What you have to do:
Lines before the one containing "query | orange court surface" are excluded; retype that line and all remaining lines of the material exactly.

[Entries from a point annotation set]
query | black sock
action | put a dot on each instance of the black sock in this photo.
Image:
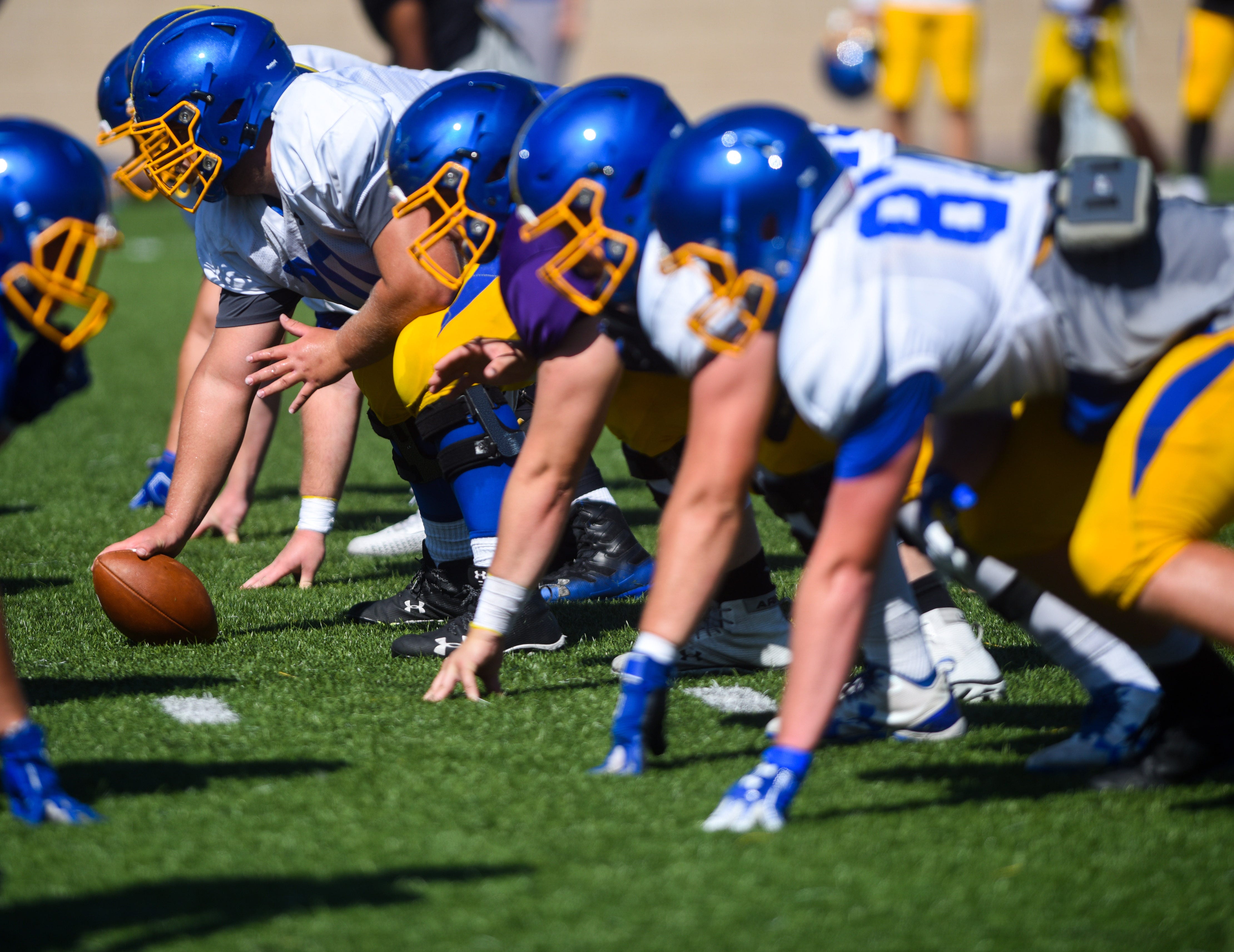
(1198, 147)
(931, 591)
(749, 580)
(1198, 691)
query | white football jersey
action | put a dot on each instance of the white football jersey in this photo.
(329, 156)
(666, 303)
(927, 269)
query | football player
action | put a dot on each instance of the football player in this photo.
(941, 296)
(450, 156)
(284, 173)
(1084, 39)
(1207, 63)
(55, 226)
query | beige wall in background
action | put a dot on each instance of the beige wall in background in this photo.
(707, 52)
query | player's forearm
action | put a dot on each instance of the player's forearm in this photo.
(330, 422)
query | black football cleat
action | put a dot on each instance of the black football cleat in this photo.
(437, 594)
(609, 561)
(535, 629)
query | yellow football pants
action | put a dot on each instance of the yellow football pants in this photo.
(1167, 475)
(910, 38)
(1207, 63)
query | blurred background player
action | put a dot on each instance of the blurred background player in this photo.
(55, 225)
(943, 33)
(448, 35)
(1207, 62)
(1083, 41)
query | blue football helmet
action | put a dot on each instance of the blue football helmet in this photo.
(116, 104)
(55, 225)
(451, 152)
(582, 162)
(202, 89)
(738, 194)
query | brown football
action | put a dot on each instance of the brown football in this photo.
(157, 601)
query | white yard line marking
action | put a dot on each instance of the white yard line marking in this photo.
(207, 710)
(736, 700)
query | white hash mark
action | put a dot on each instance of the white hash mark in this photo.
(207, 710)
(736, 700)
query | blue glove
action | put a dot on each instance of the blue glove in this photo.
(35, 792)
(639, 719)
(762, 797)
(153, 491)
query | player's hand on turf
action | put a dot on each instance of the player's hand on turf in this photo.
(300, 558)
(479, 655)
(487, 359)
(313, 359)
(225, 517)
(158, 539)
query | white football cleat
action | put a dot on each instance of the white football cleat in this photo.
(879, 704)
(956, 650)
(744, 634)
(1117, 725)
(403, 538)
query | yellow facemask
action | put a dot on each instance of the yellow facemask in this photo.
(580, 211)
(740, 304)
(178, 167)
(446, 197)
(126, 174)
(65, 262)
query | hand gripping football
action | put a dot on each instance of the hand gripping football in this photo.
(157, 601)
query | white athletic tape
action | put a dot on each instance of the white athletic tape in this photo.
(207, 710)
(736, 700)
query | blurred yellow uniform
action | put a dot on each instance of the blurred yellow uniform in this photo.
(941, 31)
(1207, 58)
(1066, 51)
(1167, 475)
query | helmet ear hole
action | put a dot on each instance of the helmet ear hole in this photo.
(499, 171)
(232, 111)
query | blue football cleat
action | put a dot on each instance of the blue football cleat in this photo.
(1117, 725)
(762, 797)
(639, 721)
(34, 789)
(153, 491)
(609, 561)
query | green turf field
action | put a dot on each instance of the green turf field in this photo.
(341, 813)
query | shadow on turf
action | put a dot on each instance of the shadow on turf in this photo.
(57, 691)
(13, 586)
(155, 914)
(93, 780)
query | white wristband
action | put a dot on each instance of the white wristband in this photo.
(318, 513)
(498, 605)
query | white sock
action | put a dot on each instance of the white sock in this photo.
(483, 550)
(600, 495)
(1174, 649)
(656, 648)
(1094, 655)
(893, 634)
(447, 542)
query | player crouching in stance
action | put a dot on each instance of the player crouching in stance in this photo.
(456, 447)
(285, 173)
(928, 290)
(568, 278)
(55, 225)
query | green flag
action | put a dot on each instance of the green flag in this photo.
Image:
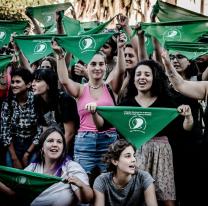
(137, 124)
(99, 28)
(72, 26)
(84, 47)
(35, 47)
(27, 185)
(9, 27)
(4, 61)
(190, 50)
(186, 31)
(169, 12)
(47, 14)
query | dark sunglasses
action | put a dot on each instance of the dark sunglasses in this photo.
(179, 57)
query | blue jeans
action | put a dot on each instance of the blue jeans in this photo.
(89, 148)
(20, 147)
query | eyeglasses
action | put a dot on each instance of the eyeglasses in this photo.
(179, 57)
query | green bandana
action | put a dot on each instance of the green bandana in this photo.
(27, 185)
(99, 28)
(35, 47)
(9, 27)
(190, 50)
(4, 61)
(136, 124)
(169, 12)
(176, 31)
(84, 47)
(72, 26)
(47, 14)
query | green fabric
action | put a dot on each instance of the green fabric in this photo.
(190, 50)
(4, 61)
(52, 30)
(47, 14)
(137, 124)
(72, 26)
(99, 28)
(27, 185)
(186, 31)
(9, 27)
(35, 47)
(84, 47)
(169, 12)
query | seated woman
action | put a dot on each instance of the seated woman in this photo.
(52, 159)
(123, 184)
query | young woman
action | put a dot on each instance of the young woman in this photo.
(149, 88)
(20, 130)
(123, 184)
(54, 106)
(52, 159)
(90, 144)
(196, 90)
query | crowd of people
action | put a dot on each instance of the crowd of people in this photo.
(50, 124)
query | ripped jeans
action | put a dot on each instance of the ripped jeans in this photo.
(89, 148)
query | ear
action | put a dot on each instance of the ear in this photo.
(114, 162)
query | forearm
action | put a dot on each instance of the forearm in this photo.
(142, 51)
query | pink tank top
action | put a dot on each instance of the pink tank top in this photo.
(86, 123)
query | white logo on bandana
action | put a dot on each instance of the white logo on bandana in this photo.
(40, 48)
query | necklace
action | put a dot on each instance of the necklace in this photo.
(95, 87)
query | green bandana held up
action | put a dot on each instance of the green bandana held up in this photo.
(4, 61)
(47, 14)
(176, 31)
(35, 47)
(190, 50)
(28, 185)
(169, 12)
(84, 47)
(9, 27)
(136, 124)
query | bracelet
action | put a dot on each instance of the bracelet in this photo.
(169, 74)
(28, 152)
(5, 83)
(61, 57)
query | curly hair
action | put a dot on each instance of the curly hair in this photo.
(114, 152)
(160, 84)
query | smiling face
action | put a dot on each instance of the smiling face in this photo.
(39, 87)
(143, 78)
(96, 67)
(18, 85)
(130, 58)
(180, 64)
(53, 146)
(127, 161)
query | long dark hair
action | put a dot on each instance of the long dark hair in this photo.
(63, 159)
(51, 80)
(160, 81)
(114, 152)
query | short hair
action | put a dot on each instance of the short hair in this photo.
(160, 84)
(25, 74)
(62, 159)
(114, 152)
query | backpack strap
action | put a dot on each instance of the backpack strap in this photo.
(111, 93)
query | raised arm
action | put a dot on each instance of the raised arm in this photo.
(73, 88)
(118, 76)
(142, 51)
(196, 90)
(124, 22)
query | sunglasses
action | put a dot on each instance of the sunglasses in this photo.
(178, 57)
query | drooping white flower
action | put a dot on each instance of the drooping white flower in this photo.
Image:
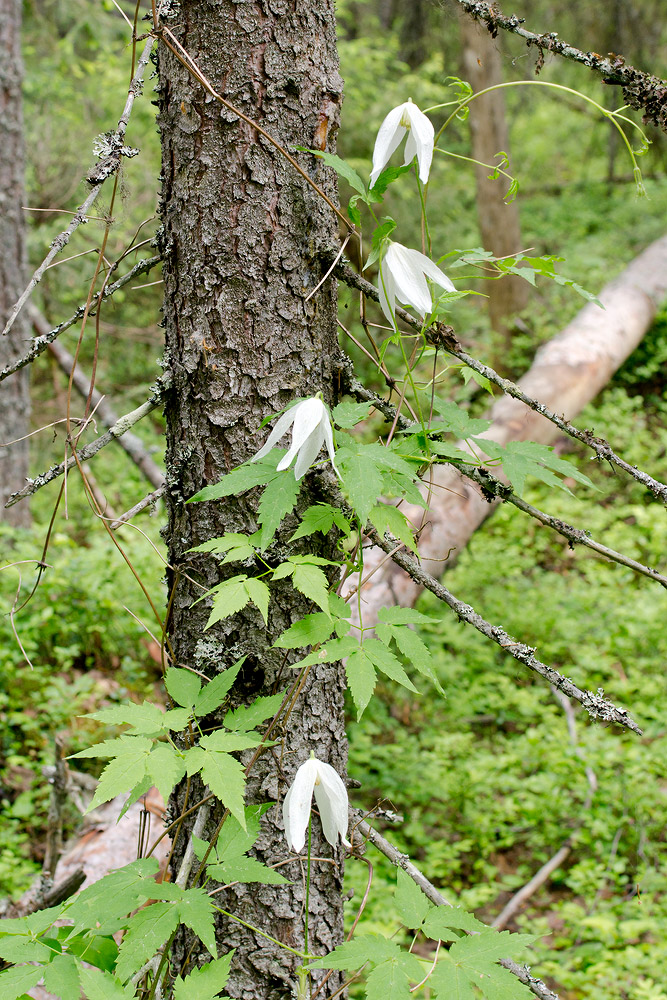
(331, 799)
(405, 119)
(312, 429)
(403, 274)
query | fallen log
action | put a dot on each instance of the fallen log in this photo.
(567, 373)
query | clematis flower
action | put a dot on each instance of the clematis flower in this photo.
(330, 797)
(408, 120)
(312, 429)
(403, 274)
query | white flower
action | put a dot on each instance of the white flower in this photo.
(331, 799)
(403, 274)
(312, 429)
(406, 118)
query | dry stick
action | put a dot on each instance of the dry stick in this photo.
(96, 177)
(641, 90)
(133, 445)
(122, 425)
(537, 987)
(441, 335)
(541, 876)
(40, 344)
(596, 705)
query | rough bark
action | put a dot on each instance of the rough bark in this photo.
(241, 231)
(14, 397)
(568, 372)
(498, 222)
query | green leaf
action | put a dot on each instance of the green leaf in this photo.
(348, 414)
(229, 597)
(182, 685)
(14, 982)
(165, 767)
(321, 517)
(147, 931)
(122, 773)
(215, 692)
(247, 717)
(196, 911)
(204, 983)
(411, 903)
(226, 779)
(386, 517)
(99, 985)
(239, 480)
(61, 977)
(278, 499)
(355, 953)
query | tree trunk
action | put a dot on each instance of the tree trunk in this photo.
(14, 396)
(241, 232)
(568, 372)
(498, 222)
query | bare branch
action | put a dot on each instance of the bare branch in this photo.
(522, 973)
(122, 425)
(597, 706)
(97, 176)
(444, 337)
(40, 344)
(642, 91)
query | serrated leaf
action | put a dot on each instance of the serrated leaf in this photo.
(386, 517)
(214, 693)
(99, 985)
(238, 481)
(258, 592)
(411, 903)
(204, 983)
(165, 767)
(182, 685)
(196, 911)
(308, 631)
(14, 982)
(355, 953)
(348, 414)
(147, 931)
(248, 717)
(61, 977)
(229, 597)
(122, 773)
(278, 499)
(224, 775)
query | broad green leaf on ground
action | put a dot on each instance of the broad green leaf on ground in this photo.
(385, 517)
(526, 458)
(204, 983)
(214, 693)
(61, 977)
(348, 414)
(182, 685)
(196, 911)
(241, 479)
(321, 517)
(411, 903)
(99, 985)
(248, 717)
(147, 931)
(278, 499)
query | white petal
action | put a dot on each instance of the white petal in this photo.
(411, 287)
(308, 452)
(388, 139)
(297, 805)
(331, 799)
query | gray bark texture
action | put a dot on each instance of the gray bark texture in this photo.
(14, 396)
(241, 234)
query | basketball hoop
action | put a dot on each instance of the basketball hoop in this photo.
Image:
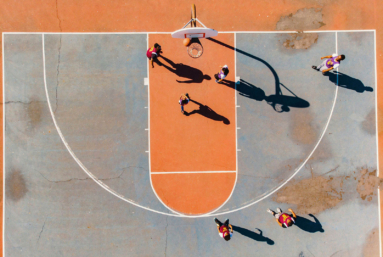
(195, 50)
(193, 31)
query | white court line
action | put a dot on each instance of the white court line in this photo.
(158, 32)
(377, 145)
(191, 172)
(380, 225)
(3, 232)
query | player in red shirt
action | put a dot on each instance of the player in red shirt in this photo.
(225, 230)
(153, 53)
(284, 220)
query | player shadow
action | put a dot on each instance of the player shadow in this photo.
(253, 235)
(251, 56)
(307, 225)
(206, 111)
(193, 75)
(348, 82)
(279, 102)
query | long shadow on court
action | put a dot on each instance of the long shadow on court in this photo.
(253, 235)
(307, 225)
(278, 101)
(193, 75)
(348, 82)
(206, 111)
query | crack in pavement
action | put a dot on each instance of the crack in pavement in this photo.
(20, 102)
(102, 179)
(57, 15)
(166, 234)
(42, 229)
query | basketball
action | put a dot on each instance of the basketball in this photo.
(187, 41)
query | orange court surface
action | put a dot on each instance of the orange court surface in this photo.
(99, 160)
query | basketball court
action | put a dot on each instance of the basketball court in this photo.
(99, 160)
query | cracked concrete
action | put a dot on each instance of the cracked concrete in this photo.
(57, 16)
(42, 229)
(58, 72)
(166, 235)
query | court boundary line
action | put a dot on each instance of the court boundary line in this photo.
(3, 90)
(222, 32)
(192, 172)
(377, 146)
(132, 202)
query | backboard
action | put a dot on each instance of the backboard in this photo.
(196, 32)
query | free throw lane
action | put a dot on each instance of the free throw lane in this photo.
(193, 157)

Correct result:
query | orange court surface
action | put a dot on each instance of the orange court surface in this photo.
(99, 160)
query | basketball court
action | put a dot on each instance of the basketball court in this photo.
(99, 160)
query | cracked concrete
action | put a dot on each instance of the cracked concrete in this photo.
(57, 16)
(42, 229)
(58, 72)
(166, 235)
query | court boundary line
action | put a dot on each instance of the court boundary line in this photo.
(3, 90)
(222, 32)
(192, 172)
(377, 146)
(132, 202)
query | backboard
action | put a dot on each instance of the backboard in this photo.
(196, 32)
query | free throw lane
action | put a dot on each instance of the free throw lane in this photo.
(193, 157)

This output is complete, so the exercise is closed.